In one embodiment of an antenna assembly incorporating the present invention, the antenna array is assembled with a biasing means at the free end thereof biasing the array toward the coupling or feed end of the antenna structure. The coupling or feed end of the antenna array is slidably supported relative to the feed means disposed therewithin. The antenna array is connected to an adjustable support assembly or mechanism which is operative to effectuate relative axial movement of the array relative to the feed means to effectuate adjustment of the position of the feed point coupled to the array.

More specifically, in one embodiment of an antenna incorporating the present invention, the coupling end of the element stack or antenna array, the end adjacent the connection to the feed cable, is threadably supported on a drive block assembly forming part of an adjustable support assembly. The rotation of a drive shaft forming part of the adjustable control mechanism which is threaded to the element stack or antenna array, effects axial adjustment thereof relative to the feed means. An indicator mounted to the element stack can be observed and may be calibrated to reflect the effective beam tilt for the various positions of the antenna radiating stack relative to the feed means.

Numerous other advantages and features of the present invention will become apparent from the following detailed description of the invention and the embodiments thereof, from the claims, and from the accompanying drawings in which the details of the structure and body of the invention are fully and completely disclosed as a part of this specification.

• PROVIDED MATERIAL
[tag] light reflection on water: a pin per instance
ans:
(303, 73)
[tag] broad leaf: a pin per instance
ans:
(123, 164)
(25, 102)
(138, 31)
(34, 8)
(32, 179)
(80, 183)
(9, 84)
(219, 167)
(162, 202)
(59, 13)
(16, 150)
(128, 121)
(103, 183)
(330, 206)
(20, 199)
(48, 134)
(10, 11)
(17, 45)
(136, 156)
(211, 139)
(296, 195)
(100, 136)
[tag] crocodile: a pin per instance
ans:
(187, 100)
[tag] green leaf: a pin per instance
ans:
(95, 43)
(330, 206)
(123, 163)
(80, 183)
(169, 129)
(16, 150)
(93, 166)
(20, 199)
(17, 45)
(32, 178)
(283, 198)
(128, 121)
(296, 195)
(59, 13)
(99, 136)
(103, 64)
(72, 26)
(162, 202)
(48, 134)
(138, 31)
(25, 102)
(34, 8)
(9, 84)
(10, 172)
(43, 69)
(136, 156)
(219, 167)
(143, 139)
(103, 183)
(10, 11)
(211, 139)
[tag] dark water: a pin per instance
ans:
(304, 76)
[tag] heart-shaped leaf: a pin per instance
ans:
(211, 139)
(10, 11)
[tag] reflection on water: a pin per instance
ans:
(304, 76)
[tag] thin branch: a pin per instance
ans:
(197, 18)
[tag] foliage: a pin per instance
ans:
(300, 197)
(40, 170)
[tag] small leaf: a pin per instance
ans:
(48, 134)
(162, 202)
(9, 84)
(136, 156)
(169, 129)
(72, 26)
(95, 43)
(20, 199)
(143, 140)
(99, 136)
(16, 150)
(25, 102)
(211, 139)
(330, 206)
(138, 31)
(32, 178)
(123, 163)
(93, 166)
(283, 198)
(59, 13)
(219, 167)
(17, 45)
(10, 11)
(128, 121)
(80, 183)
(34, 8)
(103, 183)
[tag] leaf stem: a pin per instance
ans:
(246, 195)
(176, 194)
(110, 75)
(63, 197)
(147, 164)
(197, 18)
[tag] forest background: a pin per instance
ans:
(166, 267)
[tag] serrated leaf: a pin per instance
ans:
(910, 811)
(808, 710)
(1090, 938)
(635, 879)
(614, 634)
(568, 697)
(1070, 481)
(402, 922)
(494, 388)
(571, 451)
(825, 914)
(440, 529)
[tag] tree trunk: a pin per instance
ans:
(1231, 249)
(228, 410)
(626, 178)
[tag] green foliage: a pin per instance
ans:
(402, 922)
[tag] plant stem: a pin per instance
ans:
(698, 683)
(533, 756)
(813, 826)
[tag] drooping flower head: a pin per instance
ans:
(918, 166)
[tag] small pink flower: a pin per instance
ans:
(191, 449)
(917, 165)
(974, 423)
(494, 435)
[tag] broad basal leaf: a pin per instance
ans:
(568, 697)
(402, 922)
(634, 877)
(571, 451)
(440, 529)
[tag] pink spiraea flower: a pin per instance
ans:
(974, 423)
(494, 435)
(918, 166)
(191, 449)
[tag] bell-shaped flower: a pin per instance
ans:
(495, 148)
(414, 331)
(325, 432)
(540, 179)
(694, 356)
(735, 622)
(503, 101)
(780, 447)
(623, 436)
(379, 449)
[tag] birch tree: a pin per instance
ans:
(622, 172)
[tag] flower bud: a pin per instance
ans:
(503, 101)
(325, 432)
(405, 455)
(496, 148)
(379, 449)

• EXERCISE OBJECTIVE
According to the antenna extract, why is the antenna array connected to an adjustable support assembly? Answer in one to three sentences.

• THE SOLUTION
The adjustable support assembly moves the array axially relative to the feed means. This adjusts the position of the feed point coupled to the array. In the more specific embodiment, rotating a drive shaft threaded to the array produces this axial adjustment.